──────── Information shown ────────

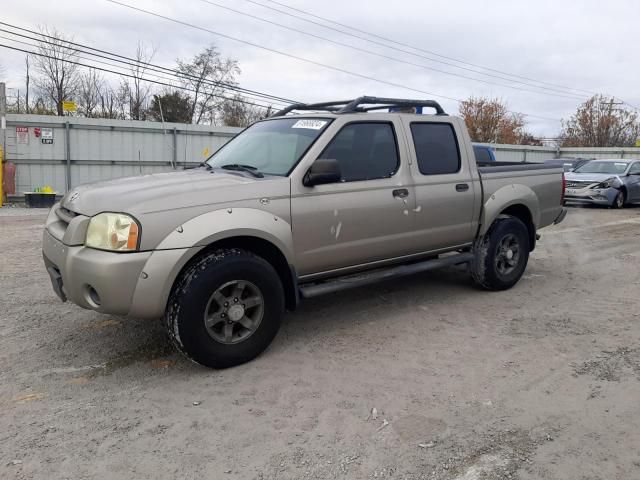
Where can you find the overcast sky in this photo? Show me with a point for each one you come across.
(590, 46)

────────
──────── Information shown ────────

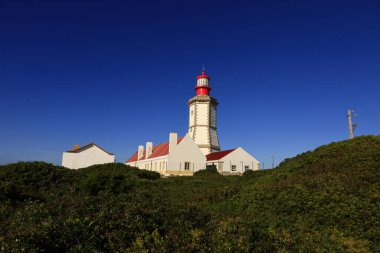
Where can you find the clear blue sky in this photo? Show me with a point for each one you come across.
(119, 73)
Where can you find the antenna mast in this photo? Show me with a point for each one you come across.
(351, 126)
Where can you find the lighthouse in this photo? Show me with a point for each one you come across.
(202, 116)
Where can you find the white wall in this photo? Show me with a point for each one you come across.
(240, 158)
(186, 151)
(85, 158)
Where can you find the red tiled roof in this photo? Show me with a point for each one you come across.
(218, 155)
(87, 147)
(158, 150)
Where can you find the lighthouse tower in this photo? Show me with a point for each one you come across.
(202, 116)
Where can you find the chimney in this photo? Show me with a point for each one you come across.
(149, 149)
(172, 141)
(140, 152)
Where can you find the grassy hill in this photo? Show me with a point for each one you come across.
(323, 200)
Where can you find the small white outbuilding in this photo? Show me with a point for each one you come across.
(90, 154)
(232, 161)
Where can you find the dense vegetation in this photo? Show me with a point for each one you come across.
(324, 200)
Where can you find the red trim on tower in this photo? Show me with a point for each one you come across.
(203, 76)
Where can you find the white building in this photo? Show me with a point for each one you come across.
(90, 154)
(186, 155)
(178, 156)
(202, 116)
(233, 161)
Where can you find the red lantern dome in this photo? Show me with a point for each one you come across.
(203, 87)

────────

**What you should do**
How many lines in the rows above contain the word "white"? Reply with the number alone.

**The output**
3